— Begin Data to use —

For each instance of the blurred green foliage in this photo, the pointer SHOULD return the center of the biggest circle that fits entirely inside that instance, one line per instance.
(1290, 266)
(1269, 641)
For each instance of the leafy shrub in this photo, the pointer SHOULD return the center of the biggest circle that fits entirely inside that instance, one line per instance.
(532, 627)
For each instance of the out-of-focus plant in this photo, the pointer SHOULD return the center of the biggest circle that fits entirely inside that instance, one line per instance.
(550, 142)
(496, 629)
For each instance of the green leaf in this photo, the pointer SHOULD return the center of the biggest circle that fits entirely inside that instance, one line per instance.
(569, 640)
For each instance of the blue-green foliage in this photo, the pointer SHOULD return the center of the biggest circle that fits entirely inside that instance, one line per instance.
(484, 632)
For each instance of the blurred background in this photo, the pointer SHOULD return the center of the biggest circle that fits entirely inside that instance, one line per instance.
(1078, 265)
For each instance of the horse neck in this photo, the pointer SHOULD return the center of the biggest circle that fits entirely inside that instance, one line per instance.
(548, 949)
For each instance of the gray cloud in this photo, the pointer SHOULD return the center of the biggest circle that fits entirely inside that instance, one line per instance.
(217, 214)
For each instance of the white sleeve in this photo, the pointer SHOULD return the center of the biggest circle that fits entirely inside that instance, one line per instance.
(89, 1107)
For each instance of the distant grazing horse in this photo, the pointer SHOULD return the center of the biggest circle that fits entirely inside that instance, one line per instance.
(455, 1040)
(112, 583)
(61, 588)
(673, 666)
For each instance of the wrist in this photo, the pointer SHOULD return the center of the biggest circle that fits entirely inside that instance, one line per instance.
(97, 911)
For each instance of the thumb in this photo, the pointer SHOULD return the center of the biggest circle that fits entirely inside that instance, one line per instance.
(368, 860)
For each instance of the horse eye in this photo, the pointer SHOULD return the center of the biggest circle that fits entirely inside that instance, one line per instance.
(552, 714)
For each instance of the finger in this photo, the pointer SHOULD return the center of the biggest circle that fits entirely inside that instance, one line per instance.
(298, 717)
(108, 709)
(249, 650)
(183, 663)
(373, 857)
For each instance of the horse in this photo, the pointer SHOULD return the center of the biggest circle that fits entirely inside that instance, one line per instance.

— End Data to use —

Present every line of the records above as a numbered list, leaving out any blank lines.

> Result below
1. For each instance of the blurred green foliage in this photo, the pointer SHOULD return the center of the biggest circle that fits entirely inside that instance, one line per instance.
2. (1290, 266)
3. (1269, 641)
4. For each instance of the leafy shrub in this photo, the pointer SHOULD return the center of the biggest circle that fits entirely inside that instance, one line per instance.
5. (532, 627)
6. For each instance of the out-of-focus plant in this photo, the pointer SHOULD return the center of the biggest circle that fits entirely inside that instance, one line per instance.
7. (550, 142)
8. (496, 629)
9. For each instance of the green leaf in this photo, the pointer SHOULD return the center of the biggest circle that fits entirely inside that instance, one line per instance.
10. (569, 640)
11. For each instance of the blue-green foliage in this photo, the pointer SHOULD return the center of the biggest circle that fits entirely inside that instance, one line per instance.
12. (484, 632)
13. For each instance of the blurred background in this photo, the pointer SHOULD return the center of the biggest circle that fits entirely inside that instance, one line per instance.
14. (1078, 265)
15. For each instance of the horse neck in this photo, the pointer SHOULD return the center of the biggest circle that fits entirely inside that instance, one line per instance.
16. (548, 949)
17. For each instance of the gray cloud in this photo, the pointer SHOULD return the center of the biggest circle that fits entirely inside that instance, one line per instance.
18. (217, 214)
19. For each instance of the white sleeve in this photo, the pointer SHOULD return the center of the biggest circle that fits entirely inside that instance, one line per instance.
20. (89, 1107)
21. For each instance of the distant grazing horse in this photo, the pointer SHOULD return the center of the biggest circle that fits entirely inside that instance, one line per instance.
22. (455, 1040)
23. (112, 583)
24. (61, 588)
25. (673, 666)
26. For each instance of the wrist in this photo, the pointer SHOULD return the center of the biggest circle that fits entirely inside that instance, one line per instance.
27. (97, 911)
28. For each instance of the thumb in this photo, the pointer SHOULD return the center of the biggest circle that fits entirely inside that instance, one line per instance.
29. (368, 860)
30. For each instance of the horse eye in this photo, the pointer SHOULD return the center of the biggest circle that fits entirely inside that instance, one line per instance.
31. (552, 714)
32. For each instance of the finger in this photo, the pointer SHOULD return the center of the biggest circle that fits entirely inside that instance, one line per instance.
33. (298, 717)
34. (108, 709)
35. (249, 650)
36. (183, 663)
37. (373, 857)
38. For each instance of the horse in this photo, the pointer SHOULD return the center of the biggest circle that fits entirely inside that instance, one line per instance.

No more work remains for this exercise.